» **EXERCISE DIRECTIONS**
Write out the full set of records below exactly.

» **GIVEN ENTRIES**

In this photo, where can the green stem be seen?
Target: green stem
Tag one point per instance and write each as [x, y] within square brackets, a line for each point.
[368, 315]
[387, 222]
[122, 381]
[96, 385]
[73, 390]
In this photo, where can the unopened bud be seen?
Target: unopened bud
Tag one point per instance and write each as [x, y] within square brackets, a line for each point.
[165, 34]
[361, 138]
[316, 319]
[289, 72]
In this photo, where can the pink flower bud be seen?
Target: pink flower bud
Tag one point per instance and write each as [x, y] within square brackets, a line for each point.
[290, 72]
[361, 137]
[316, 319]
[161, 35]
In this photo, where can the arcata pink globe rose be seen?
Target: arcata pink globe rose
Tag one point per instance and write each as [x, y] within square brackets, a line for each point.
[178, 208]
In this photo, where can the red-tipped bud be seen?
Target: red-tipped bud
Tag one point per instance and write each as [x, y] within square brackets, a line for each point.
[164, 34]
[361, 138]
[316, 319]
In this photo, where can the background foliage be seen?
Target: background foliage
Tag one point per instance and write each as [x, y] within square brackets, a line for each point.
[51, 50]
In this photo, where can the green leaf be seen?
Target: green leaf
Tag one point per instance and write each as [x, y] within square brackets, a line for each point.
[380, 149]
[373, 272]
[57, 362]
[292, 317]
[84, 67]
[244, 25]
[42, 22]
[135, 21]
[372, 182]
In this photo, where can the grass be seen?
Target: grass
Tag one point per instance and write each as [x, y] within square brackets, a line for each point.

» **EXERCISE RESULT**
In this photo, where can the green stem be seen?
Target: green stem
Tag one point per instance and write each as [x, y] within square brackets, a line for each point.
[368, 315]
[387, 222]
[122, 381]
[96, 385]
[73, 390]
In this photo, where can the unopened bud be seen?
Target: unopened bud
Tag one point per instance and write each as [x, y] within square brackets, a line for each point.
[165, 34]
[361, 138]
[316, 319]
[289, 72]
In this photo, where can the pink flower bud be seen?
Target: pink flower bud
Tag one point per instance and write each as [x, y] within square brackets, a line for each point.
[290, 72]
[361, 137]
[316, 319]
[161, 35]
In this photo, where can the arcata pink globe rose be seen?
Target: arcata pink globe rose
Tag one point per instance and write each as [x, y] within square brackets, a line for each point.
[178, 208]
In this photo, where can the red-tipped bud be seen?
Target: red-tipped bud
Tag one point per instance and write each as [x, y] within square brackets, a line for each point.
[164, 34]
[361, 138]
[316, 319]
In this photo, where can the background foliage be seen?
Target: background foliage
Tag one point per instance and write each as [x, y] within square brackets, a line for each point.
[51, 50]
In this photo, where can the green leaf be seen?
Target: green leaf
Tag one point per instance and write each as [x, y] within square brackets, a line for each point.
[380, 149]
[373, 272]
[57, 362]
[292, 317]
[84, 67]
[244, 25]
[42, 22]
[135, 21]
[372, 182]
In this photo, where can the grass be seen?
Target: grass
Tag one point per instance and write each as [x, y] within square brackets, a line for each point.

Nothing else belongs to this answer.